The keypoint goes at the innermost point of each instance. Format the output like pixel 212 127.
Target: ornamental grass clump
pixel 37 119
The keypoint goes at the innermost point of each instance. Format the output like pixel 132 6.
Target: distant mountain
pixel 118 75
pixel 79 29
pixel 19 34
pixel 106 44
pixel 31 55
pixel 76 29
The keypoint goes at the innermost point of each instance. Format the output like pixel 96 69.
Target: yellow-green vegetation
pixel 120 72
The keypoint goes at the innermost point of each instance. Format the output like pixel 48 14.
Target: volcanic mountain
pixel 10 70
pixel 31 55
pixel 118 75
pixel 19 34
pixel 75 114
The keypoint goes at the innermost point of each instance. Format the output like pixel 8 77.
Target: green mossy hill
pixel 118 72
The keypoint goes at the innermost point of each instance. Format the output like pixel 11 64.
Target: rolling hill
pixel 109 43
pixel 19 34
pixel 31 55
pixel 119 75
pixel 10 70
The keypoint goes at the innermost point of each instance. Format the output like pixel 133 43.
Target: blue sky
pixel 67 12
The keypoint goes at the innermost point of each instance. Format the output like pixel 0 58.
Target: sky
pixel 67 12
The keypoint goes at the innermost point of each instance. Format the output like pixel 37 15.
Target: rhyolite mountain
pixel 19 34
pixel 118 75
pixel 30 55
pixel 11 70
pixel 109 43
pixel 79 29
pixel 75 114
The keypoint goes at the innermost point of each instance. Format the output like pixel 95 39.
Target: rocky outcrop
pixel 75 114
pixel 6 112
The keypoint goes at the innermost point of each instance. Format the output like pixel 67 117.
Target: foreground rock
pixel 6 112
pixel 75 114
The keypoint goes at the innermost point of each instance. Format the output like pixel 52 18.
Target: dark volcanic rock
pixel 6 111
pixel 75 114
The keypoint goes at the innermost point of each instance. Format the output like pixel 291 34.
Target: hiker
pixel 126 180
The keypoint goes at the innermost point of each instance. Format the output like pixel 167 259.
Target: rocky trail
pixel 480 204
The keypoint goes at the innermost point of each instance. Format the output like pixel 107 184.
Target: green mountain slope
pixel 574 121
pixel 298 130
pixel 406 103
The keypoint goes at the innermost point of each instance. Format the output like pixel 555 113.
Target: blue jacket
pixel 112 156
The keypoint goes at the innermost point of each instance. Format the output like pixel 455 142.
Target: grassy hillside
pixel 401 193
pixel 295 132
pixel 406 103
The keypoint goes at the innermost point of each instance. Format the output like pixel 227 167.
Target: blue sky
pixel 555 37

=== Task description ===
Reproduce the whole listing above line for line, with no changes.

=== The completed task ===
The keypoint goes at the innermost point of each instance. Format the output like pixel 212 127.
Target: ornamental grass clump
pixel 37 119
The keypoint goes at the innermost point of each instance. Format the output like pixel 132 6.
Target: distant mountain
pixel 118 75
pixel 79 29
pixel 19 34
pixel 106 44
pixel 31 55
pixel 76 29
The keypoint goes at the innermost point of each instance. Format the output like pixel 96 69.
Target: yellow-green vegetation
pixel 120 72
The keypoint goes at the innermost point of each instance. Format the output like pixel 48 14.
Target: volcanic mountain
pixel 10 70
pixel 31 55
pixel 118 75
pixel 19 34
pixel 75 114
The keypoint goes at the innermost point of each instance. Format the output like pixel 8 77.
Target: green mossy hill
pixel 118 72
The keypoint goes at the innermost point of each instance. Format the output like pixel 11 64.
Target: rolling hill
pixel 109 43
pixel 19 34
pixel 31 55
pixel 119 75
pixel 10 70
The keypoint goes at the innermost point of each instance. Format the output like pixel 133 43.
Target: blue sky
pixel 67 12
The keypoint goes at the innermost point of each instance. Format the output like pixel 0 58.
Target: sky
pixel 67 12
The keypoint goes at the innermost point of each instance. Format the output like pixel 37 15.
Target: rhyolite mountain
pixel 19 34
pixel 118 75
pixel 30 55
pixel 11 70
pixel 109 43
pixel 79 29
pixel 75 114
The keypoint goes at the innermost point of each instance. Format the output like pixel 95 39.
Target: rocky outcrop
pixel 75 114
pixel 6 112
The keypoint goes at the innermost point of each instance. Format the output like pixel 67 117.
Target: foreground rock
pixel 6 112
pixel 75 114
The keypoint goes at the innermost point of each instance. Format the output like pixel 52 18.
Target: dark volcanic rock
pixel 6 111
pixel 75 114
The keypoint goes at the innermost point of each instance. Format the output like pixel 291 34.
Target: hiker
pixel 126 180
The keypoint goes at the innermost point of each instance. Format the output like pixel 167 259.
Target: rocky trail
pixel 480 204
The keypoint goes at the innermost point of each instance. Format the output like pixel 107 184.
Target: green mountain slope
pixel 574 121
pixel 298 130
pixel 406 103
The keypoint goes at the innermost point of each instance. Format the output like pixel 555 113.
Target: blue jacket
pixel 112 156
The keypoint goes at the innermost point of each instance. Format the output like pixel 455 142.
Target: grassy hillside
pixel 401 193
pixel 295 132
pixel 406 103
The keypoint goes at the innermost point of each instance. Format the output like pixel 227 167.
Target: blue sky
pixel 555 37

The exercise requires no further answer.